* What you are asked to do
Could you print all the entries exactly?

──────────────────────────────

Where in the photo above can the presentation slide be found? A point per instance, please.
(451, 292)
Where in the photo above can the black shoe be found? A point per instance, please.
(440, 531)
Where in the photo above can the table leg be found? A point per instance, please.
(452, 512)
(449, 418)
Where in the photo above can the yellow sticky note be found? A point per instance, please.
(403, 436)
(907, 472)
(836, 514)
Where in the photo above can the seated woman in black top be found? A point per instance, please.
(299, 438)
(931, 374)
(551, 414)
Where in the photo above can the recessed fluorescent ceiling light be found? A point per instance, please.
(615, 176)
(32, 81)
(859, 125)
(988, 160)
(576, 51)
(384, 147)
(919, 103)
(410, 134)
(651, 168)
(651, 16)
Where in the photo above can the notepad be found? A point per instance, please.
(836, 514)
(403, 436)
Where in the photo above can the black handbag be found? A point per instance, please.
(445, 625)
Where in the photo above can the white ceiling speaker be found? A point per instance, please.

──────────────────────────────

* Result below
Where in the photo above can the presentation slide be found? A point per instance, please.
(451, 292)
Where in the photo above can the black shoe be found? A point per instance, please.
(440, 531)
Where in the photo above can the table leg be found? A point per instance, please.
(452, 512)
(449, 418)
Where in the photo above can the yellow sticky note be found? A point per instance, please.
(403, 436)
(907, 472)
(836, 514)
Where in the photo above can the seated woman in black top be found? A point per instance, please.
(299, 438)
(931, 374)
(551, 414)
Where in the photo above can the recessed fluorescent ceiling light be found? A point per instance, please.
(615, 176)
(32, 81)
(859, 125)
(988, 160)
(576, 51)
(384, 147)
(919, 103)
(410, 134)
(651, 168)
(651, 16)
Where in the photo above can the notepad be found? A point per instance, please.
(836, 514)
(403, 436)
Where in the photo above can the black handbag be found? A point per instance, please.
(445, 625)
Where in the photo above can the white ceiling speaker be found? A point per instance, please.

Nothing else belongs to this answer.